> **ACTION ITEM**:
Search the entries for lines that contain the word "approximate", and report each one found.

> **INFORMATION**:

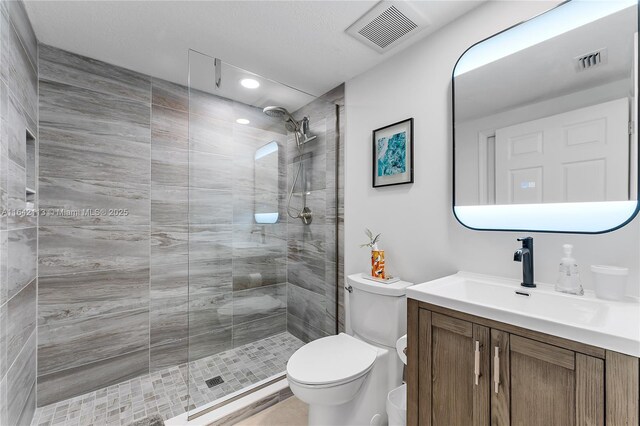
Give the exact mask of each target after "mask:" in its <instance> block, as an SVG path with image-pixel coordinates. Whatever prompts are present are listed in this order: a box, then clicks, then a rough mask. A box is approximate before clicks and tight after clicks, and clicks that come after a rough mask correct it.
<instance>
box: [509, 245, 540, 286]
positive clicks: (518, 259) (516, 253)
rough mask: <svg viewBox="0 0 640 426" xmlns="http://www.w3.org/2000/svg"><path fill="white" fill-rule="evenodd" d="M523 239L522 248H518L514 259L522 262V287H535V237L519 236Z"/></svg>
mask: <svg viewBox="0 0 640 426" xmlns="http://www.w3.org/2000/svg"><path fill="white" fill-rule="evenodd" d="M518 241H522V248H519V249H518V250H516V252H515V253H514V254H513V260H514V261H516V262H522V283H521V284H520V285H521V286H522V287H529V288H534V287H535V286H536V284H535V283H534V282H533V238H531V237H525V238H518Z"/></svg>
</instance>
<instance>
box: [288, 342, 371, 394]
mask: <svg viewBox="0 0 640 426" xmlns="http://www.w3.org/2000/svg"><path fill="white" fill-rule="evenodd" d="M377 354H378V351H377V349H376V348H375V347H373V346H371V345H369V344H367V343H365V342H362V341H360V340H358V339H356V338H354V337H351V336H349V335H347V334H344V333H340V334H338V335H337V336H328V337H323V338H321V339H318V340H315V341H313V342H310V343H307V344H306V345H305V346H303V347H302V348H300V349H298V350H297V351H296V352H295V353H294V354H293V355H292V356H291V358H289V362H288V363H287V377H288V378H289V380H292V381H294V382H296V383H298V384H299V385H302V386H309V387H330V386H337V385H340V384H343V383H347V382H350V381H353V380H356V379H358V378H359V377H361V376H363V375H365V374H366V373H368V372H369V370H371V368H372V367H373V364H374V362H375V360H376V356H377Z"/></svg>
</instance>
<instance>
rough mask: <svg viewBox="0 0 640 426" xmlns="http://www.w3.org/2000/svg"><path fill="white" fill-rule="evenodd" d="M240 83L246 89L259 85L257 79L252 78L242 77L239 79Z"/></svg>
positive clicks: (255, 86) (259, 84) (259, 86)
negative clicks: (244, 77)
mask: <svg viewBox="0 0 640 426" xmlns="http://www.w3.org/2000/svg"><path fill="white" fill-rule="evenodd" d="M240 84H242V85H243V86H244V87H246V88H247V89H257V88H258V87H260V83H259V82H258V80H254V79H253V78H243V79H242V80H240Z"/></svg>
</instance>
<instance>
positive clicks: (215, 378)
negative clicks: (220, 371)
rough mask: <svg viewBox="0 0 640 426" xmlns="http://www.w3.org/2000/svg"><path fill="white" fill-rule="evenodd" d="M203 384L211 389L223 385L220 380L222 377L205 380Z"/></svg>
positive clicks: (223, 381) (214, 377)
mask: <svg viewBox="0 0 640 426" xmlns="http://www.w3.org/2000/svg"><path fill="white" fill-rule="evenodd" d="M205 383H206V384H207V386H208V387H210V388H212V387H214V386H218V385H221V384H223V383H224V380H222V376H216V377H214V378H213V379H209V380H205Z"/></svg>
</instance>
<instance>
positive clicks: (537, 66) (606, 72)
mask: <svg viewBox="0 0 640 426" xmlns="http://www.w3.org/2000/svg"><path fill="white" fill-rule="evenodd" d="M637 13H638V12H637V8H636V7H629V8H626V9H624V10H621V11H619V12H616V13H614V14H611V15H609V16H606V17H604V18H601V19H598V20H596V21H593V22H590V23H588V24H586V25H583V26H581V27H578V28H576V29H573V30H571V31H569V32H566V33H563V34H560V35H559V36H557V37H554V38H551V39H549V40H546V41H544V42H542V43H539V44H536V45H533V46H530V47H528V48H526V49H523V50H520V51H518V52H516V53H514V54H511V55H509V56H506V57H504V58H502V59H500V60H497V61H495V62H491V63H489V64H486V65H484V66H482V67H480V68H477V69H474V70H471V71H469V72H466V73H464V74H462V75H460V76H456V78H455V91H456V100H455V101H456V119H457V120H458V121H465V120H470V119H474V118H478V117H486V116H489V115H492V114H496V113H498V112H503V111H509V110H512V109H514V108H517V107H520V106H523V105H528V104H533V103H536V102H540V101H543V100H547V99H552V98H558V97H560V96H563V95H568V94H574V93H578V92H580V91H582V90H586V89H589V88H593V87H598V86H602V85H605V84H607V83H611V82H616V81H621V83H625V82H626V84H622V85H619V86H618V87H619V88H621V89H622V90H623V91H622V93H614V92H611V93H610V96H611V98H610V99H616V98H617V97H624V96H627V95H629V94H631V93H632V92H633V87H634V86H633V79H632V76H633V66H634V63H635V61H634V54H633V52H634V44H633V39H634V33H636V32H637V31H638V26H637V20H638V15H637ZM506 34H507V33H503V35H505V36H506ZM478 47H479V48H481V47H482V45H481V44H480V45H478ZM602 48H606V49H607V53H608V59H607V62H606V63H603V64H601V65H599V66H597V67H595V68H593V69H590V70H586V71H577V70H576V68H575V64H576V58H578V57H580V56H582V55H584V54H587V53H589V52H594V51H597V50H599V49H602ZM534 58H535V60H534ZM622 80H624V81H622ZM589 101H590V99H589V98H587V99H585V102H587V103H586V104H585V106H586V105H589V103H588V102H589Z"/></svg>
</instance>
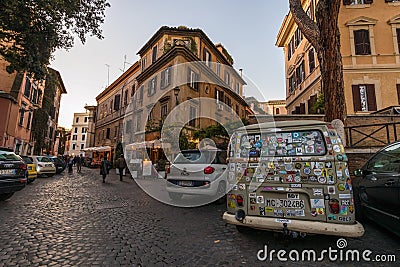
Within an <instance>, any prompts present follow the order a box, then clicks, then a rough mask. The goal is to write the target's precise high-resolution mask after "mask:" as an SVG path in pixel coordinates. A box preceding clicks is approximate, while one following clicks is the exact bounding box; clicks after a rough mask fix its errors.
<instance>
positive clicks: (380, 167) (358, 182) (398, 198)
mask: <svg viewBox="0 0 400 267" xmlns="http://www.w3.org/2000/svg"><path fill="white" fill-rule="evenodd" d="M354 174H355V176H356V178H355V179H353V189H354V200H355V206H356V211H357V213H356V215H357V217H358V218H359V219H360V220H363V219H365V218H368V219H371V220H373V221H375V222H376V223H378V224H380V225H382V226H383V227H385V228H387V229H389V230H390V231H392V232H393V233H395V234H397V235H398V236H400V181H399V177H400V142H394V143H392V144H390V145H388V146H386V147H384V148H382V149H381V150H379V151H378V152H377V153H375V154H374V155H373V156H372V157H371V158H370V159H369V160H368V161H367V162H366V163H365V164H364V166H363V167H362V168H361V169H359V170H356V171H355V173H354Z"/></svg>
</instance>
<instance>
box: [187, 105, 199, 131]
mask: <svg viewBox="0 0 400 267" xmlns="http://www.w3.org/2000/svg"><path fill="white" fill-rule="evenodd" d="M196 111H197V110H196V108H195V107H192V106H190V111H189V126H192V127H196Z"/></svg>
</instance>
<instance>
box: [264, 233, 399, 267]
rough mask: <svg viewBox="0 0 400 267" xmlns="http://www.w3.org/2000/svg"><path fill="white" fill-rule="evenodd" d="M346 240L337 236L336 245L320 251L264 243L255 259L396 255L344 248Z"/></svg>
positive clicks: (321, 260)
mask: <svg viewBox="0 0 400 267" xmlns="http://www.w3.org/2000/svg"><path fill="white" fill-rule="evenodd" d="M346 248H347V240H346V239H344V238H339V239H338V240H337V242H336V247H334V248H332V247H329V248H328V249H323V250H321V251H316V250H314V249H304V250H302V251H299V250H297V249H292V250H290V251H287V250H284V249H280V250H275V249H272V250H268V246H267V245H265V246H264V248H263V249H260V250H259V251H258V252H257V259H258V260H259V261H270V262H272V261H273V260H274V259H277V260H278V261H281V262H287V261H292V262H298V261H308V262H321V261H324V260H329V261H332V262H337V261H339V262H360V261H364V262H396V255H394V254H374V253H373V252H372V251H371V250H369V249H366V250H362V251H361V250H358V249H346Z"/></svg>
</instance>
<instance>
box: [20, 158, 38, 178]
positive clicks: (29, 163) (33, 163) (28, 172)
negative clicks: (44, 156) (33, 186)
mask: <svg viewBox="0 0 400 267" xmlns="http://www.w3.org/2000/svg"><path fill="white" fill-rule="evenodd" d="M21 158H22V160H23V161H24V162H25V164H26V165H27V166H28V184H30V183H32V182H33V181H35V179H36V178H37V171H36V166H35V164H34V163H33V161H32V160H31V159H30V158H29V157H28V156H21Z"/></svg>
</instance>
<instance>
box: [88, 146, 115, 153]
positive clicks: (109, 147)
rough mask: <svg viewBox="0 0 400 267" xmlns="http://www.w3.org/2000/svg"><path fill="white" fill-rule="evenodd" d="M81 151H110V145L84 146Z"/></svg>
mask: <svg viewBox="0 0 400 267" xmlns="http://www.w3.org/2000/svg"><path fill="white" fill-rule="evenodd" d="M81 151H84V152H106V151H111V147H110V146H94V147H87V148H84V149H82V150H81Z"/></svg>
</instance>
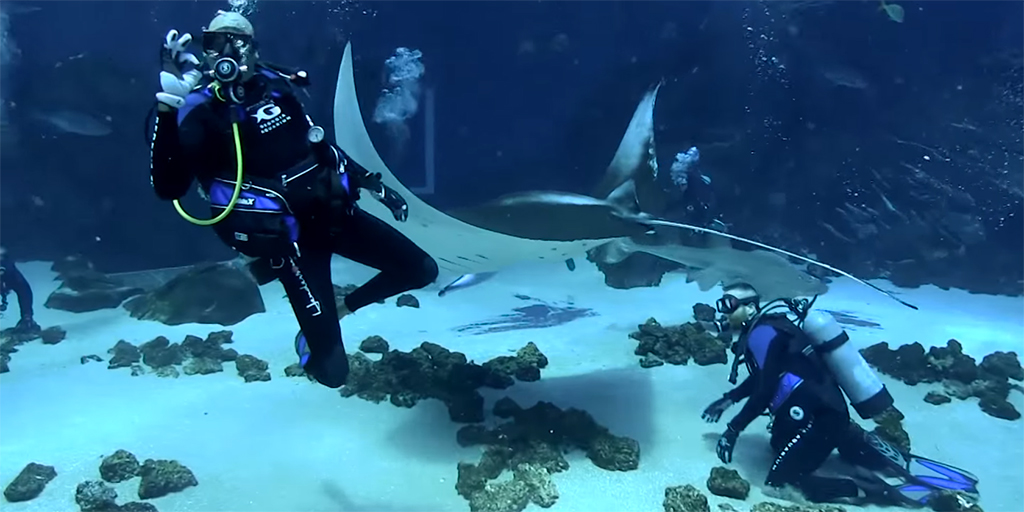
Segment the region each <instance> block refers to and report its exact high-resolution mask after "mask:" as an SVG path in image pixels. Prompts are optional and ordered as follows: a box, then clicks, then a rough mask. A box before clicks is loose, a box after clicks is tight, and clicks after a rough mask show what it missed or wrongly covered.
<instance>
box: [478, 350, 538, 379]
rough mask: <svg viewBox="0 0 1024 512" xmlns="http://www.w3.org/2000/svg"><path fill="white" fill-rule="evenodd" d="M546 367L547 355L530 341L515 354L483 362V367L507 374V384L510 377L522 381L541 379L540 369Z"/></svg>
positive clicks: (503, 373)
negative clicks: (510, 355)
mask: <svg viewBox="0 0 1024 512" xmlns="http://www.w3.org/2000/svg"><path fill="white" fill-rule="evenodd" d="M547 367H548V357H547V356H546V355H544V354H543V353H541V350H540V349H539V348H537V345H536V344H534V342H532V341H530V342H528V343H526V346H524V347H522V348H520V349H519V350H518V351H516V354H515V356H510V355H500V356H498V357H495V358H494V359H490V360H488V361H486V362H484V364H483V368H485V369H487V370H489V371H493V372H495V373H496V374H499V375H504V376H508V377H509V379H508V380H509V385H511V378H512V377H514V378H515V379H516V380H519V381H522V382H537V381H539V380H541V370H542V369H544V368H547ZM506 387H507V386H506Z"/></svg>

> **RESULT**:
Give the exact mask of each target after "mask:" in its <instance> block, as an SVG path with image-pixel coordinates. Whatever prompts are present are listed in this order: a box, then clicks, then a rough mask. A box is approximate before clicks and tight after clicks, and clicks that come after a rough mask correct it.
Within an <instance>, any prompts present follow the order a box, then clicks, then a rough mask. The goal is to write the target's precise high-resolution mask after "mask:" as an SVG path in pixel coordinates. A box preceding clicks is approximate, while one following clicks is the exact bounding box; clicks after a rough mask fix its errors.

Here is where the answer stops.